Gather every line in the items below that contains the word "sacks", reproducing each such line in full.

##### Entries shown #####

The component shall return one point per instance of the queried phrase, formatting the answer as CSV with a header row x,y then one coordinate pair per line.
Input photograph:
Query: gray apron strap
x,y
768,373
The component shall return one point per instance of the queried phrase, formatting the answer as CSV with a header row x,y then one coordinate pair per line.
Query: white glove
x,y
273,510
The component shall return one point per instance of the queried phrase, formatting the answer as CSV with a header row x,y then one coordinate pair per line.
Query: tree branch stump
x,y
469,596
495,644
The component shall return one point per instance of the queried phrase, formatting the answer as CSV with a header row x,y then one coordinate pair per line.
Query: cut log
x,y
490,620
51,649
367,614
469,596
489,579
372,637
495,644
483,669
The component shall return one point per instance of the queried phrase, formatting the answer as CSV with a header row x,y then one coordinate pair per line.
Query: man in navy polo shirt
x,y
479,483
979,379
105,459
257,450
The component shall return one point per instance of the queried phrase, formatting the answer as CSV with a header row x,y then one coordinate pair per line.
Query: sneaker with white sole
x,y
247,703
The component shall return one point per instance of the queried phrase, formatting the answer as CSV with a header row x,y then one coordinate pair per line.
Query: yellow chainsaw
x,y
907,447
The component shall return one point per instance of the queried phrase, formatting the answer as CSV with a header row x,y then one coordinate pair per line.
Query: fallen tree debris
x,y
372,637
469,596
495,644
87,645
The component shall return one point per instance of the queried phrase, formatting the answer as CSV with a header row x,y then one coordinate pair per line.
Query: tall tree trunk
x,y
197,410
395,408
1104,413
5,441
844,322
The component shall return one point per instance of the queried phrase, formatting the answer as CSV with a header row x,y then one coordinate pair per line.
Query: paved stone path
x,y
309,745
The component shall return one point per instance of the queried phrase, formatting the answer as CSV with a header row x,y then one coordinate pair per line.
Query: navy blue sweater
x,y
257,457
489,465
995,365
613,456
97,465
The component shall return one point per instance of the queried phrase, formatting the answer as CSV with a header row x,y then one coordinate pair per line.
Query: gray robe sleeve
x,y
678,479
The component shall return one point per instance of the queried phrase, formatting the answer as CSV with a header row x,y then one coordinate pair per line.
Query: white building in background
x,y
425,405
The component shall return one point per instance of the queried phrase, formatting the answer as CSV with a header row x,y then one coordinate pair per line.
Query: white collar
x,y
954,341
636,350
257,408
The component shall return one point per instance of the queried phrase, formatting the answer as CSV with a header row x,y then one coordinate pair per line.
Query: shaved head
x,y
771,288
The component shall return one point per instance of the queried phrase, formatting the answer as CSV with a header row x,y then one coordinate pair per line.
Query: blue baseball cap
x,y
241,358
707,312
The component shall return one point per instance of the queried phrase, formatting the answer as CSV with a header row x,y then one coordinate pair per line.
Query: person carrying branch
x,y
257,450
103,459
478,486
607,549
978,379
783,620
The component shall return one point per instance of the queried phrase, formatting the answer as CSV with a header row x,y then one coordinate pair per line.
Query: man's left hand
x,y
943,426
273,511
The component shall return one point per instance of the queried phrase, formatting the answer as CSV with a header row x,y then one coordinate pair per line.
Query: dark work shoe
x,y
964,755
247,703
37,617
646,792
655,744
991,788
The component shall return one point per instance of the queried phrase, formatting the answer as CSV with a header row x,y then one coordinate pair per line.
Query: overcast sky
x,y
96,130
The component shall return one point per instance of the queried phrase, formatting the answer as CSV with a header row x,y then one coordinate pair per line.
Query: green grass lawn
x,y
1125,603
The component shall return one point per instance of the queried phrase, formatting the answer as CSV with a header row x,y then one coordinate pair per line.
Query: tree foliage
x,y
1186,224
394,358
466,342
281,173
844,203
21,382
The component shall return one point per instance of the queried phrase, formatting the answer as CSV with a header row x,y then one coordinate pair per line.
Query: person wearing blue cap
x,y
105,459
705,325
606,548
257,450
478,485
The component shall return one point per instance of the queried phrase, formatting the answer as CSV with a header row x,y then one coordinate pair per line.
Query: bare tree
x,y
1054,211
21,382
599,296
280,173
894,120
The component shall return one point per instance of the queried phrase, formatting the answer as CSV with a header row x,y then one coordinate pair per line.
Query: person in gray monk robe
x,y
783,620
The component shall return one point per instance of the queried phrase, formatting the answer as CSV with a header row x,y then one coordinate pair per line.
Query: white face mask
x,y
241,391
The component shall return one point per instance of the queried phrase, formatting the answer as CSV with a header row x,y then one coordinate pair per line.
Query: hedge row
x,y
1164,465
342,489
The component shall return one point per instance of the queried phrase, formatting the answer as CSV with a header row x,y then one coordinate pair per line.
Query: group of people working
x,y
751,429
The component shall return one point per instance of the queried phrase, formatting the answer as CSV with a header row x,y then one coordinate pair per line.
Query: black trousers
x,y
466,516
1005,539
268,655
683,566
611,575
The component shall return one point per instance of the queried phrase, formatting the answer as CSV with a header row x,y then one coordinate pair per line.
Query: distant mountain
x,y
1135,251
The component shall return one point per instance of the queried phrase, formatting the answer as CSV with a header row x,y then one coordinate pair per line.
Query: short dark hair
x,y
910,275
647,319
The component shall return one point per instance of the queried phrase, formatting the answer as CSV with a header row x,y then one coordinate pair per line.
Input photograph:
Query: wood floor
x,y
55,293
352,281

#####
##### Entries shown #####

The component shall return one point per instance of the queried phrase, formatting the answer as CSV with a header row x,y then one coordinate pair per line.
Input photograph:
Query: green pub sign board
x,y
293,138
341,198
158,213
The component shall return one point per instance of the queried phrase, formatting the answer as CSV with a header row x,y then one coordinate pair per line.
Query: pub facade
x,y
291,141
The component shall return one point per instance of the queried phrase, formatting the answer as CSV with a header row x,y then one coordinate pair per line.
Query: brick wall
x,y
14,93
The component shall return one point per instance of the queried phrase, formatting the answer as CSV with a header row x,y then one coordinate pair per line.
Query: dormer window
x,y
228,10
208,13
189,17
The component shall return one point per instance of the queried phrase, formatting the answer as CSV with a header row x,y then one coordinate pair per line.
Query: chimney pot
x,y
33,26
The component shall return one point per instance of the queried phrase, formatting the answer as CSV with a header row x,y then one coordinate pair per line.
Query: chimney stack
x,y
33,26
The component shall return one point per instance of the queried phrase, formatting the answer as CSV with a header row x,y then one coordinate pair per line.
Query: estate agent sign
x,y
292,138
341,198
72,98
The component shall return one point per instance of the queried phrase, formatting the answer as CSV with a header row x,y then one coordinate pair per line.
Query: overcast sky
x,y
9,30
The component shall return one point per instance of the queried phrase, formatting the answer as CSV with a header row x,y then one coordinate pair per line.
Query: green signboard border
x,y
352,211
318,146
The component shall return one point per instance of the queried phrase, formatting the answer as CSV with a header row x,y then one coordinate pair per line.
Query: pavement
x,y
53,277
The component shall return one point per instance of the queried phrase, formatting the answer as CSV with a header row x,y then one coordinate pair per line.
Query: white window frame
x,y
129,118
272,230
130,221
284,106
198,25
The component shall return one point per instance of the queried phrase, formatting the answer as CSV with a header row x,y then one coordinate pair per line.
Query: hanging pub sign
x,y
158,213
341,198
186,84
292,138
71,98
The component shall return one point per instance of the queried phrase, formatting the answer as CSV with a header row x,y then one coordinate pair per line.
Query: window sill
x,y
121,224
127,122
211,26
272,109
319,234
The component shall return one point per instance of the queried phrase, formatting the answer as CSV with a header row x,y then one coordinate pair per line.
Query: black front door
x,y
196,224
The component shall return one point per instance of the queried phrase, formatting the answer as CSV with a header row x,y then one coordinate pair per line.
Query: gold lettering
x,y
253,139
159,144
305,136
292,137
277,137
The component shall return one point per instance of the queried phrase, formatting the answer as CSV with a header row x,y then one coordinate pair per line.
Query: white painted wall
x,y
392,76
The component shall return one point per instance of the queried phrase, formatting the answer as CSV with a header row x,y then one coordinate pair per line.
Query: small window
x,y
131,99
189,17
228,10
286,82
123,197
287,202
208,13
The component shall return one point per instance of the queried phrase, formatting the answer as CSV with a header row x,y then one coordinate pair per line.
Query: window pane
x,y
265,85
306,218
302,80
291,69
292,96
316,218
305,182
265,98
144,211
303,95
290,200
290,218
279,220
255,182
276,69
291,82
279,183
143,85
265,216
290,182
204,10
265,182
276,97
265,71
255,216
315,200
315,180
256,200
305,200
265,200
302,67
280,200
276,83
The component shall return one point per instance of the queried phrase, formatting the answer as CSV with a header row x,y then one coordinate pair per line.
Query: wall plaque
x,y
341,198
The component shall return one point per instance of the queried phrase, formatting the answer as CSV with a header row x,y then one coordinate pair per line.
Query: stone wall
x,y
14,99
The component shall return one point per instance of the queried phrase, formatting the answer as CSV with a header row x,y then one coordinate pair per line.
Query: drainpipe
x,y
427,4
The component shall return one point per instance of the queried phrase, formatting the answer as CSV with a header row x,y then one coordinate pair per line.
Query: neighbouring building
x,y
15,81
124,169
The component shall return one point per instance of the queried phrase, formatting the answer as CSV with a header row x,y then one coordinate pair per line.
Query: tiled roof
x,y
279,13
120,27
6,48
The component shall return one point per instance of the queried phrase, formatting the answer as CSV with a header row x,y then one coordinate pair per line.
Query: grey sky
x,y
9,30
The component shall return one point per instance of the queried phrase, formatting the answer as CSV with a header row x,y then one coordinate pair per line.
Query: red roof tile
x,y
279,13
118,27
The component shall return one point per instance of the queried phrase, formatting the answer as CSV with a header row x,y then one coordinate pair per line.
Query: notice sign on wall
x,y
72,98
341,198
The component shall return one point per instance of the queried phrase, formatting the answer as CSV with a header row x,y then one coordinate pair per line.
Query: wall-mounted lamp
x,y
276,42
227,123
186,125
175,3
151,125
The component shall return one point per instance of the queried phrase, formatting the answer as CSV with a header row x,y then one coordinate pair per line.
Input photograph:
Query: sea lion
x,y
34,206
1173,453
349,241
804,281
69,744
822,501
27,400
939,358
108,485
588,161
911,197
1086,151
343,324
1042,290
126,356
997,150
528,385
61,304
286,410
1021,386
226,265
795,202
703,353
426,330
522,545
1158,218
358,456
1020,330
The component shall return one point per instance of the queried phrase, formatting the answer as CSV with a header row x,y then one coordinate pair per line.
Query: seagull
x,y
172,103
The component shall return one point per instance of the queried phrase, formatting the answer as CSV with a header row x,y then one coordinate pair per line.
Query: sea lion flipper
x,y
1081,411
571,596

#####
##### Entries shown #####

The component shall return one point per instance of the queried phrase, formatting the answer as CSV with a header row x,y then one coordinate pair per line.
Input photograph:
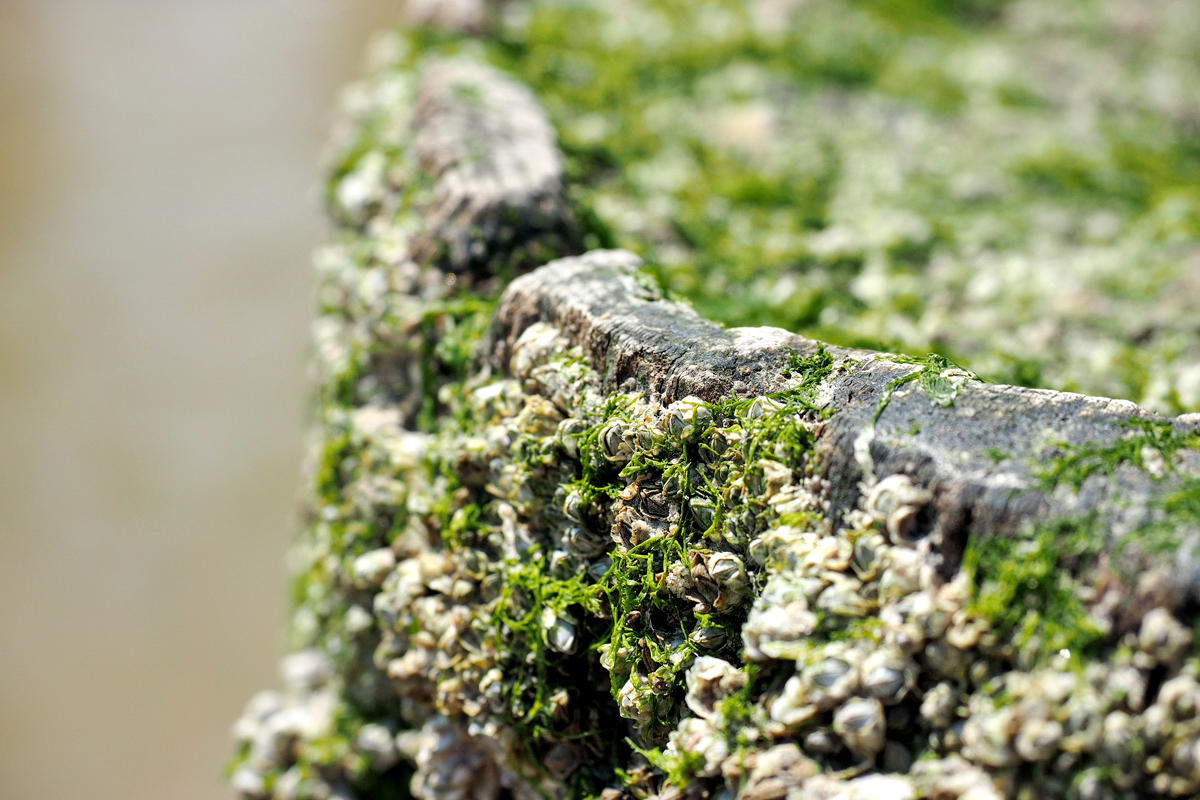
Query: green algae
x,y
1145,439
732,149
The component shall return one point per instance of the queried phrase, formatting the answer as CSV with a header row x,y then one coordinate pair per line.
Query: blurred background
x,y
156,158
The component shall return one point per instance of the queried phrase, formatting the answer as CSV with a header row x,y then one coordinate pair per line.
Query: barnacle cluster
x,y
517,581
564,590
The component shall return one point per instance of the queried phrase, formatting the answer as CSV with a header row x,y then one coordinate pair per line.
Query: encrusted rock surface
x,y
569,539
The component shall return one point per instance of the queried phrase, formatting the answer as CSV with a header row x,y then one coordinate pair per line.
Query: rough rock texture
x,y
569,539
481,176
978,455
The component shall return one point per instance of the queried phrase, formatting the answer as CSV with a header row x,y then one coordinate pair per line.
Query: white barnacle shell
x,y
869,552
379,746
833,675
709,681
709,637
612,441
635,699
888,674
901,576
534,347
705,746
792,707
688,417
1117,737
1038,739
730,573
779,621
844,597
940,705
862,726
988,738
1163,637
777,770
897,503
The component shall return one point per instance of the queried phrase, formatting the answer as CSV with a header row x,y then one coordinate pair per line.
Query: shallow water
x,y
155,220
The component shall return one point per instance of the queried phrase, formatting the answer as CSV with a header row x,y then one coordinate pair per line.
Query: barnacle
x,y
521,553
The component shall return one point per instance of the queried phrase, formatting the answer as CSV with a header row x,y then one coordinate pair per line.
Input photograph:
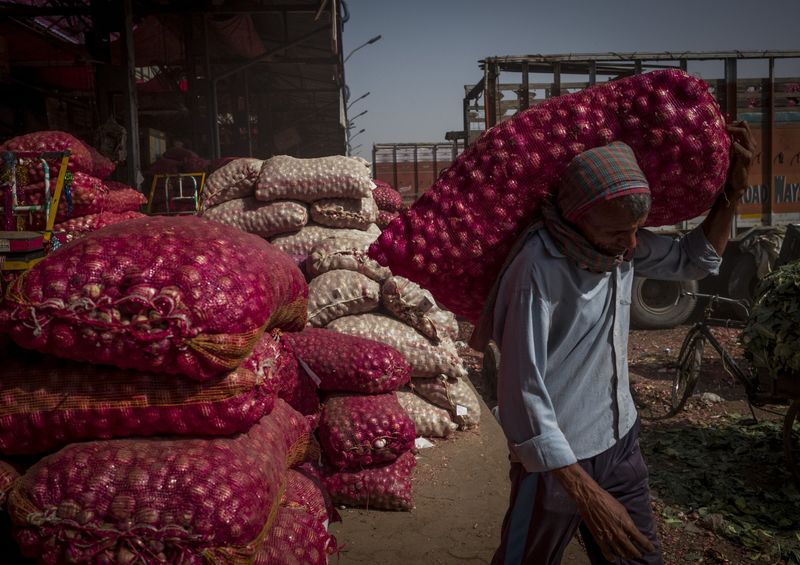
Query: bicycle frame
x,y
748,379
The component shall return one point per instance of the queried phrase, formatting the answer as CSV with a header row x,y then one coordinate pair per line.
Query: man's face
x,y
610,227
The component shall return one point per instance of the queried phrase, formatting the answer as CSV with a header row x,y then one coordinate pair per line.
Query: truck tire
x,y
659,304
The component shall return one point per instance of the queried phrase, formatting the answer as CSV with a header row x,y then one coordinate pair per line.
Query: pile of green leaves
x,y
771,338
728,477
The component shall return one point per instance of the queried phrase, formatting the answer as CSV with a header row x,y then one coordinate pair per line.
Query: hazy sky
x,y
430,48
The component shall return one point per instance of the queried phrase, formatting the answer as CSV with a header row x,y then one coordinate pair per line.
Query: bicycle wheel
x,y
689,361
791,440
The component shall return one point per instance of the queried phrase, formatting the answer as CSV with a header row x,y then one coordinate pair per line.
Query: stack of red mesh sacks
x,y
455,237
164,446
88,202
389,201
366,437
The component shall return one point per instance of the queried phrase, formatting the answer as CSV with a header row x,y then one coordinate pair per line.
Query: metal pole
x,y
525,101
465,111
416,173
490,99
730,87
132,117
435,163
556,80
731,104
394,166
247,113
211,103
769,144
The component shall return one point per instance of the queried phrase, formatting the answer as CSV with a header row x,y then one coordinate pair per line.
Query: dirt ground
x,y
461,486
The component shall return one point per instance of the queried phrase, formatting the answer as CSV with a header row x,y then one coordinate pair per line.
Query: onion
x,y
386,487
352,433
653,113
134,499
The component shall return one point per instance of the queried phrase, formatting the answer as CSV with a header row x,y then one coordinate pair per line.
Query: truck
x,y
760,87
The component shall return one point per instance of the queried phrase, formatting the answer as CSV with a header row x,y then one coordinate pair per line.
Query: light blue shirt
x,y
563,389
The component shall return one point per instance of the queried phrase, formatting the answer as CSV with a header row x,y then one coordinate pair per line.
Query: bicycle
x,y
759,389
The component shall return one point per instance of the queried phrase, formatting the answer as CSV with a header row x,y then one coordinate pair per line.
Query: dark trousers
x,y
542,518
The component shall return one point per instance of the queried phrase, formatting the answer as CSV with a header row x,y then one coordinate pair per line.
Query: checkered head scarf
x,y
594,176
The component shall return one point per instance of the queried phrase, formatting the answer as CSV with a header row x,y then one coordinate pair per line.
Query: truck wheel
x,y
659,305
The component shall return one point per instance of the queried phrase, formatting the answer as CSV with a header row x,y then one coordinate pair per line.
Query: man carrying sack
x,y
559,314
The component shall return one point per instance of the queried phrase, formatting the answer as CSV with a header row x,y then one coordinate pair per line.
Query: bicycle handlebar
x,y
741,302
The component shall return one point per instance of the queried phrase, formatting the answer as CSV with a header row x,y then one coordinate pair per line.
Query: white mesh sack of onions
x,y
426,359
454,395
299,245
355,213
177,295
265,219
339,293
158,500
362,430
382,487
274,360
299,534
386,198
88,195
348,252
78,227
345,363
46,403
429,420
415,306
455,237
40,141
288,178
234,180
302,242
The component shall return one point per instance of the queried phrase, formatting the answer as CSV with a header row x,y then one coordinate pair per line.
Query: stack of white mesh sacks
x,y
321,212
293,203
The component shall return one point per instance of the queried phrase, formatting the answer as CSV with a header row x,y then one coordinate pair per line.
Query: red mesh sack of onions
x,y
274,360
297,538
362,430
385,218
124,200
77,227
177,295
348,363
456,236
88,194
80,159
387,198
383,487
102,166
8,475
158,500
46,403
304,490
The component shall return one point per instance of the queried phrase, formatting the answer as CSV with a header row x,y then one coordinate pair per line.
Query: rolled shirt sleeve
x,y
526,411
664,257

#####

Result below:
Query: stack of red mesh sacks
Query: stack of white mesh sacks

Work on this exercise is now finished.